# Work instructions
Copy only the lines from the one containing "the stone block" through the final line of the records below, exactly as written, with no pictures.

[Point labeling examples]

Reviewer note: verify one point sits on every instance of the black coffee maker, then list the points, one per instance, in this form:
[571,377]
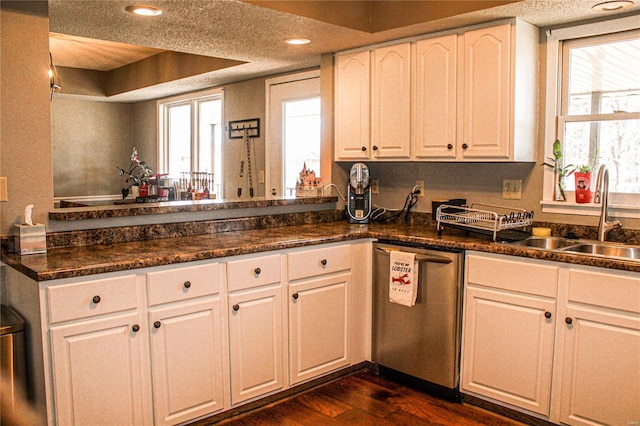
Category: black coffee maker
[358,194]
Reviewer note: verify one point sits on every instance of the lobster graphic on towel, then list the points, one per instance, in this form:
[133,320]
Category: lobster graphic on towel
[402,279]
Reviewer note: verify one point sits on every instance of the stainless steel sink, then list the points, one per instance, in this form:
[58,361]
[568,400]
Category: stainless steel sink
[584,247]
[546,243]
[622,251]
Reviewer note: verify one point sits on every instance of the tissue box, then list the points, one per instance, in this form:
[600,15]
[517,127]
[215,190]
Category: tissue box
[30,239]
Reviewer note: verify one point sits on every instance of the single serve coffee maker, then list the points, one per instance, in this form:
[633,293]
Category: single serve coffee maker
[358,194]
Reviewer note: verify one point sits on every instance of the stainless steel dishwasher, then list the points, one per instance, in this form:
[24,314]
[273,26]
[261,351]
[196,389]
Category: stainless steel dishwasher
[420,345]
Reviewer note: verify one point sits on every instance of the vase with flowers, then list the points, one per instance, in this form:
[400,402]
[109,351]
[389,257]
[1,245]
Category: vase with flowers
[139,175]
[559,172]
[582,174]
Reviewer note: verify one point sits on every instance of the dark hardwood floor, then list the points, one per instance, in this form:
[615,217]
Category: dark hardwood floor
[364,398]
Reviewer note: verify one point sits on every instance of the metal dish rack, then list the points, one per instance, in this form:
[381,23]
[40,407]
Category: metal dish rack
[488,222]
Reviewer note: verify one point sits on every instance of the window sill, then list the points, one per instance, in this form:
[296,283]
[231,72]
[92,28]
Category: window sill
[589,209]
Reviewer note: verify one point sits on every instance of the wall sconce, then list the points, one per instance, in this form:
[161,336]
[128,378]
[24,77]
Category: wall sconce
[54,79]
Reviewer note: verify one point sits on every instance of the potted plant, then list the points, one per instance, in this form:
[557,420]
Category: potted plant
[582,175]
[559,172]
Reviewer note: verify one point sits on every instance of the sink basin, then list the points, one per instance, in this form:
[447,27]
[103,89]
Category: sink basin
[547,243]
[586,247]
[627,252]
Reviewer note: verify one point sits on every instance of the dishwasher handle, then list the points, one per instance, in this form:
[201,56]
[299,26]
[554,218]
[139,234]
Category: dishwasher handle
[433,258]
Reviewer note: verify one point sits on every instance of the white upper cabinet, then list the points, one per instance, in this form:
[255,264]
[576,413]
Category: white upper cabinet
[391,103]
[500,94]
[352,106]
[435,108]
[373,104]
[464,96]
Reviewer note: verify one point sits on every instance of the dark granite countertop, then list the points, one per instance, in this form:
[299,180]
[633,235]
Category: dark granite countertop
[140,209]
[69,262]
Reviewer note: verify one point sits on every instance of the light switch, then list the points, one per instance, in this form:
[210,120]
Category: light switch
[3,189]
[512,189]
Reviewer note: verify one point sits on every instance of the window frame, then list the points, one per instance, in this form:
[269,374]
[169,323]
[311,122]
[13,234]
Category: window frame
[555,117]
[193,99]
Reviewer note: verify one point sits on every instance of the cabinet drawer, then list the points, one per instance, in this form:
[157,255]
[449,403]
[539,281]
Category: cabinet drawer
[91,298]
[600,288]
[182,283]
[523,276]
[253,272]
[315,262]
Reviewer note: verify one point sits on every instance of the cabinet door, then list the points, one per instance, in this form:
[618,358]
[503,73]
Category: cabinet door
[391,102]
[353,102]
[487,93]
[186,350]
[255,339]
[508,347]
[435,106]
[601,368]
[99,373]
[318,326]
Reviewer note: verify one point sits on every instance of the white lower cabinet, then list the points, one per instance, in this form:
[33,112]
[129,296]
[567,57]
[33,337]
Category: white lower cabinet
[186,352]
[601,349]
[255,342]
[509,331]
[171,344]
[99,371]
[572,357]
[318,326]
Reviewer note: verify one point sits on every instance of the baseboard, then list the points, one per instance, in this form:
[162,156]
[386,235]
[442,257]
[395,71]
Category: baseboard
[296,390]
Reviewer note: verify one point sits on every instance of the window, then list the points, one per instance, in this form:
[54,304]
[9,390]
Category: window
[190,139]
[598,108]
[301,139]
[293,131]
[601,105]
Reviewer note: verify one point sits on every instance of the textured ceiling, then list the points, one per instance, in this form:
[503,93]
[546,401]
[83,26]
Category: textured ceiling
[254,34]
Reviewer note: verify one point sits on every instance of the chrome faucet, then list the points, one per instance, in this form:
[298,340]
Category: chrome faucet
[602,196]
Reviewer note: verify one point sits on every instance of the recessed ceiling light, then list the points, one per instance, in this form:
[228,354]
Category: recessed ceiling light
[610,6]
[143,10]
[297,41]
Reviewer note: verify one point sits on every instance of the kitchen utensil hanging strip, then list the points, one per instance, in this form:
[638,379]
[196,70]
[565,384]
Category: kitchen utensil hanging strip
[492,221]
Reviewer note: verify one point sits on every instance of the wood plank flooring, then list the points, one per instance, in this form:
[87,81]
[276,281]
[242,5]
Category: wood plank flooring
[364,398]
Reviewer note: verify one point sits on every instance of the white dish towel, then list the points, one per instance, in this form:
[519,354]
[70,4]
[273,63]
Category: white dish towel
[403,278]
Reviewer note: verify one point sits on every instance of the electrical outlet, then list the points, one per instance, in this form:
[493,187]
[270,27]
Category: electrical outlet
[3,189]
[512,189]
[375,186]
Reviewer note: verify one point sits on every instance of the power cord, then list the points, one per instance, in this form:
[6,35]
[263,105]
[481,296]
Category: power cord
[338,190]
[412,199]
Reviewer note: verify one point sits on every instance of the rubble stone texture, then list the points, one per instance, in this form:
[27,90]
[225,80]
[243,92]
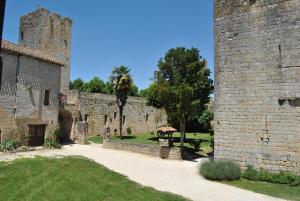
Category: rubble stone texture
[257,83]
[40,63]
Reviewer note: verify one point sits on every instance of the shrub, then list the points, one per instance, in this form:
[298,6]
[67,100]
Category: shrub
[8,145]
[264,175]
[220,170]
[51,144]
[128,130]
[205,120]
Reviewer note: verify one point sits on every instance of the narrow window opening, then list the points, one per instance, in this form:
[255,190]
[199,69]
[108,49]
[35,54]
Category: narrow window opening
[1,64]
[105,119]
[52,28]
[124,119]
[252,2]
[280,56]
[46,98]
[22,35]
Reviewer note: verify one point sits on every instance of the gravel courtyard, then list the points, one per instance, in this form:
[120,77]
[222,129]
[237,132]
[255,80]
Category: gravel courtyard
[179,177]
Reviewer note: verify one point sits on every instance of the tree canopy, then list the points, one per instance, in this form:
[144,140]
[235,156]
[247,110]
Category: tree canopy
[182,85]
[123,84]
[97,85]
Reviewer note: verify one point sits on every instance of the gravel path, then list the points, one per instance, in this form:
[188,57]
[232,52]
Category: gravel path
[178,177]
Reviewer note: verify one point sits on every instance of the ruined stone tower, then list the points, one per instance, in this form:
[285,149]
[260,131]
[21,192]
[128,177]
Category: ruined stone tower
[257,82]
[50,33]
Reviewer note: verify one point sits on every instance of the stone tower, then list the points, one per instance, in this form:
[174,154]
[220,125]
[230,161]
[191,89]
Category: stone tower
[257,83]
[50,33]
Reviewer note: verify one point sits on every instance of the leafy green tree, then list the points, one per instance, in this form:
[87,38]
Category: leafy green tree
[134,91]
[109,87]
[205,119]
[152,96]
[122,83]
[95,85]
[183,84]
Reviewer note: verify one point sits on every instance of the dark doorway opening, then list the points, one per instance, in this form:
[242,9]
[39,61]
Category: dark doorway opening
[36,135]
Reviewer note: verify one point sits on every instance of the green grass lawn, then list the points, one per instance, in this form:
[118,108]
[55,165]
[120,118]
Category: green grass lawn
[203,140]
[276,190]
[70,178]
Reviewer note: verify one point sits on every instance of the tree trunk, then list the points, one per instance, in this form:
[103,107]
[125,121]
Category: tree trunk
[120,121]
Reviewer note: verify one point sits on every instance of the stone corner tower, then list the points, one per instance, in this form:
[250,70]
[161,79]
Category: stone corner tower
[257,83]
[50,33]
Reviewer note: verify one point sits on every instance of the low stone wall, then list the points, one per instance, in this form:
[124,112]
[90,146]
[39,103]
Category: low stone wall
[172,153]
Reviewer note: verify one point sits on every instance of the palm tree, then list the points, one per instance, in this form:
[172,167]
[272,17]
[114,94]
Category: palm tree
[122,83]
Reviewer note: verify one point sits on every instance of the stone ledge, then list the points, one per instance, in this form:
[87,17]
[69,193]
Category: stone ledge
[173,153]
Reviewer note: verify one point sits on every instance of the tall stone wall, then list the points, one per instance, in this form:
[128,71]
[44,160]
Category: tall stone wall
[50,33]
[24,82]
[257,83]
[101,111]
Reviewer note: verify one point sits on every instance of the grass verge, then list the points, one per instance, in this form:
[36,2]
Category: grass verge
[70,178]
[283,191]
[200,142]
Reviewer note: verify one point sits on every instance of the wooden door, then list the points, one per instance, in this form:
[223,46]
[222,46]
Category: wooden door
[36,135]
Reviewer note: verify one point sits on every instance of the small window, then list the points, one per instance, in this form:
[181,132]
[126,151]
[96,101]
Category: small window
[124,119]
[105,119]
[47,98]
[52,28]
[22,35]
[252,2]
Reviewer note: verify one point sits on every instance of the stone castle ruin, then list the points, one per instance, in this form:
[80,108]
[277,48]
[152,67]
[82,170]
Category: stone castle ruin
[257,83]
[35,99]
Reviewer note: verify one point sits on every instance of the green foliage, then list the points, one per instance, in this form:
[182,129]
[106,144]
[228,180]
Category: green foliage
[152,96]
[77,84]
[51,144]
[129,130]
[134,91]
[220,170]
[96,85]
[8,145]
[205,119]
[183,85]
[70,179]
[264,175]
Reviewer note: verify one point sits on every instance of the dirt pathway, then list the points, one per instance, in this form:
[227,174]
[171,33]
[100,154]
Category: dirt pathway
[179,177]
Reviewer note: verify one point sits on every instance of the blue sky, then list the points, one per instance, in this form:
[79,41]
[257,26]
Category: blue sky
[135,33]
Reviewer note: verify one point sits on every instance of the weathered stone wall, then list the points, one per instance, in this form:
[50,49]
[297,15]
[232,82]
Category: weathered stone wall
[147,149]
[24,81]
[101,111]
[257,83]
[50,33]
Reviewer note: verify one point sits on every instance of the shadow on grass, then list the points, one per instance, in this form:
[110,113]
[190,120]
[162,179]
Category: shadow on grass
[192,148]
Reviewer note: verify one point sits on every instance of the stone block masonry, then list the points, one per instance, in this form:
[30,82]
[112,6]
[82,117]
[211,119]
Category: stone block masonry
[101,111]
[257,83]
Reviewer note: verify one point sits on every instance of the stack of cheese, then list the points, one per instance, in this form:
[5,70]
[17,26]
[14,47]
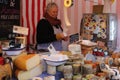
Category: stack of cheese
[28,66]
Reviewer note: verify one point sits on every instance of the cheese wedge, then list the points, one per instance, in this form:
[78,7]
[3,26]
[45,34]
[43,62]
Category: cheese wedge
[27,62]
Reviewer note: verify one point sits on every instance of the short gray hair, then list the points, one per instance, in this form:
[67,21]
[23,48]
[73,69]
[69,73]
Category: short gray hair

# Exercise solution
Reviewer note: verify one point sits on every instance of the stone block masonry, then list the points, one per instance, in this form:
[30,82]
[112,6]
[82,117]
[211,119]
Category: stone block masonry
[101,111]
[257,83]
Reviewer note: verify one point sits on every instance of the stack of cheese, then list the points, one per instance, in this form:
[5,70]
[17,26]
[14,47]
Category: stack of cheese
[28,66]
Reviewer note: verify one point sits on every instance of the cheese wedge, then list the points, one per instance, in this form:
[78,7]
[3,26]
[45,34]
[43,62]
Category: cheese wedge
[27,62]
Reviewer note: verify one point sits on every instance of the short gray hair, then list the points, one per instance, in this form:
[67,21]
[23,48]
[73,69]
[69,73]
Category: short gray hair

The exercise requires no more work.